In [1]:
import os
import pandas as pd
import matplotlib.pyplot as plt

## analysisis(also saved as .py)

In [4]:
#!/usr/bin/env python3
# count_pairs_pos5and7_with_original.py
#
# Scans SVD recommendation outputs for:
#   - ORIGINAL_{K}recommendation.csv (unpoisoned baseline)
#   - fpair_<A>__<B>_<n>u_pos{5|7}_neg0_all_{K}recommendation.csv (poisoned)
#
# Computes per-user average count of books recommended that contain BOTH genres
# for each unordered pair and K in {15,25,35}. Aggregates across n ∈ {25,50,100,200}.
# Saves inventories, detailed per-file stats, aggregated summaries,
# and grouped bar charts (Original vs POS=5 vs POS=7) per pair per K.

ENTRIES SHOWN:
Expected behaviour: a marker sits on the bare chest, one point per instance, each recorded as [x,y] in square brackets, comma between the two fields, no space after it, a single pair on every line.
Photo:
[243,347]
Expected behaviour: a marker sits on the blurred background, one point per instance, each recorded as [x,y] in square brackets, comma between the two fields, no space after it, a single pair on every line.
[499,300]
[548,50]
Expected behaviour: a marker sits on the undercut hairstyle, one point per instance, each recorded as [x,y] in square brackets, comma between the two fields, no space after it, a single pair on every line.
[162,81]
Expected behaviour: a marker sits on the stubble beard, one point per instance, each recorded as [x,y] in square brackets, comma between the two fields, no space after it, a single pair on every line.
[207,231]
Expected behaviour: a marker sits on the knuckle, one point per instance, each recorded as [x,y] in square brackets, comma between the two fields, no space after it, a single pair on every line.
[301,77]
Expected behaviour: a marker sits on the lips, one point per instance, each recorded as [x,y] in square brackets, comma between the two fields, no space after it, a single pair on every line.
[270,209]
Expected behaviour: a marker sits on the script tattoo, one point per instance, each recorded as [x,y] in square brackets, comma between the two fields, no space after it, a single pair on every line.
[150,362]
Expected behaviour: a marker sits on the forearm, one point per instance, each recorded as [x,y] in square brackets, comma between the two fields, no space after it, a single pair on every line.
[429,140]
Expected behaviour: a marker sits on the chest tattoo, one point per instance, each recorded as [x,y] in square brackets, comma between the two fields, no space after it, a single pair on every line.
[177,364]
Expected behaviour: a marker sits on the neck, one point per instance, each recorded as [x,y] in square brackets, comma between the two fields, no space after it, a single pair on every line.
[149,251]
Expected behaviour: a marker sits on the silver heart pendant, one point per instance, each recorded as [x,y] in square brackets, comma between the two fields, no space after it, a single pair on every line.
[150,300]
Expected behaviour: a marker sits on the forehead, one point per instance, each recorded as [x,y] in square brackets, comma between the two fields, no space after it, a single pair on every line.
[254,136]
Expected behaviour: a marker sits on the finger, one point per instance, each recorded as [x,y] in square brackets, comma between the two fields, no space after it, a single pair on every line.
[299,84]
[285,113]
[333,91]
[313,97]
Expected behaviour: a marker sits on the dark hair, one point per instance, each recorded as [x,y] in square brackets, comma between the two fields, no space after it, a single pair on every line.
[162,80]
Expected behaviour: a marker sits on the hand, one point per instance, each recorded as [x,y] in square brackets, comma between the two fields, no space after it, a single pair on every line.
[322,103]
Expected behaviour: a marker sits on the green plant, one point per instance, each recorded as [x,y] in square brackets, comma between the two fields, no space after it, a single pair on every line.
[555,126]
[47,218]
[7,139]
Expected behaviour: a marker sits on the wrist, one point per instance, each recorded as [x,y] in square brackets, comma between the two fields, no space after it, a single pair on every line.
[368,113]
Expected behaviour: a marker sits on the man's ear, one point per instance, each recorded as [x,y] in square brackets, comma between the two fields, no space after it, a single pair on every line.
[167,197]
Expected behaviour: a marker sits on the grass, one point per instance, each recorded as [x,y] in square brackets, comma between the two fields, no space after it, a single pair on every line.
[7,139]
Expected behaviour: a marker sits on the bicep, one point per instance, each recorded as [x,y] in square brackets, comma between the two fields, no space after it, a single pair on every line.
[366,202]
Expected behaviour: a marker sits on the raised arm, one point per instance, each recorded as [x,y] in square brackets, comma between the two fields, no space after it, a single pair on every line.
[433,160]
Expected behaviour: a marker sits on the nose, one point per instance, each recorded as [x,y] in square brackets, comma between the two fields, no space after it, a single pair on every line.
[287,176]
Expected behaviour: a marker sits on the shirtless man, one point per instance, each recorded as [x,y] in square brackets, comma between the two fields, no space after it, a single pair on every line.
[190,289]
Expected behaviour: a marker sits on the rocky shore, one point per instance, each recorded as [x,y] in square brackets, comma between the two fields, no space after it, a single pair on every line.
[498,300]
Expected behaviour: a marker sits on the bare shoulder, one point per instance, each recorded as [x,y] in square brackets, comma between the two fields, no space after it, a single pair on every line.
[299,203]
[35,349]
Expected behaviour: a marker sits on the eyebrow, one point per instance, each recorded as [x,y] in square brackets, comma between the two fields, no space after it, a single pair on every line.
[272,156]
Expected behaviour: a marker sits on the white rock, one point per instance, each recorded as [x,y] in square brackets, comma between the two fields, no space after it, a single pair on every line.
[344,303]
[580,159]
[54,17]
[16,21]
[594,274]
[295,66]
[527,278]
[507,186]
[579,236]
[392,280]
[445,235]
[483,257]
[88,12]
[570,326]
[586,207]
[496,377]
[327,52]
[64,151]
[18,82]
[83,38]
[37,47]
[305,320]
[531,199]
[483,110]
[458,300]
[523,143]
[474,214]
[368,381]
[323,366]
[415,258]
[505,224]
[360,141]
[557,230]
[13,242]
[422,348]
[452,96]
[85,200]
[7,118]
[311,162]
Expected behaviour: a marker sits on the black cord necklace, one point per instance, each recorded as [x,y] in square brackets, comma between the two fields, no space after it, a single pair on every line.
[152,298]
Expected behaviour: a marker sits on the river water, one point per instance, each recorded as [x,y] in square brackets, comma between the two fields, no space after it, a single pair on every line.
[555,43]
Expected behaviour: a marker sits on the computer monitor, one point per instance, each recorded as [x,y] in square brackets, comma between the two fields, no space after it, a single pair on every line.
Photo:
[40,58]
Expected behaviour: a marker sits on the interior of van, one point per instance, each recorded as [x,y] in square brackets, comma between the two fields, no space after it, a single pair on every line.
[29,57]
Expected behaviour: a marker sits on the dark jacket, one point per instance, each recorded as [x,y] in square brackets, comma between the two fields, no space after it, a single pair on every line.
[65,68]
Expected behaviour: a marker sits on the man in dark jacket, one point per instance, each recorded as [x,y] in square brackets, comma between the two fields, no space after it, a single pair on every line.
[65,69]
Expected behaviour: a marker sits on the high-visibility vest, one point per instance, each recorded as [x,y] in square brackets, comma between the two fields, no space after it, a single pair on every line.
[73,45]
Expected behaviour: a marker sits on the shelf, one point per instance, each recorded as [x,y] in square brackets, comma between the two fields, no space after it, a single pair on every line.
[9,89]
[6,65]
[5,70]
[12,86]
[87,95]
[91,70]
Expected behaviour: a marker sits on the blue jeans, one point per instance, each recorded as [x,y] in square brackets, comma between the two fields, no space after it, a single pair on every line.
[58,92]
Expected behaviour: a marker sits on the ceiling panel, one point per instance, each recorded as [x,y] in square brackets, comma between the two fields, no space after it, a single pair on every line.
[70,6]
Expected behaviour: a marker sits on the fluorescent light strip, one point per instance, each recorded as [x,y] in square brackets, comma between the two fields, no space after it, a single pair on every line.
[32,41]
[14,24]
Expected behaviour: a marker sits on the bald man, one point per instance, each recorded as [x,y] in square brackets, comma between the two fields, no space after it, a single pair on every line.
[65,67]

REQUESTS:
1) Reproduce the notebook excerpt from "## analysisis(also saved" to "pair per K.".
2) For each statement below, answer yes or no according to the notebook excerpt, and quote the words that decide it. (a) The values of K considered are 15, 25 and 35. (b) The ORIGINAL recommendation file holds the poisoned output. (c) The grouped bar charts compare Original, POS=5 and POS=7.

ANSWERS IN ORDER:
1)
## analysisis(also saved as .py)

In [4]:
#!/usr/bin/env python3
# count_pairs_pos5and7_with_original.py
#
# Scans SVD recommendation outputs for:
#   - ORIGINAL_{K}recommendation.csv (unpoisoned baseline)
#   - fpair_<A>__<B>_<n>u_pos{5|7}_neg0_all_{K}recommendation.csv (poisoned)
#
# Computes per-user average count of books recommended that contain BOTH genres
# for each unordered pair and K in {15,25,35}. Aggregates across n ∈ {25,50,100,200}.
# Saves inventories, detailed per-file stats, aggregated summaries,
# and grouped bar charts (Original vs POS=5 vs POS=7) per pair per K.

2)
(a) Yes: "K in {15,25,35}".
(b) No: "ORIGINAL_{K}recommendation.csv (unpoisoned baseline)".
(c) Yes: "grouped bar charts (Original vs POS=5 vs POS=7) per pair per K".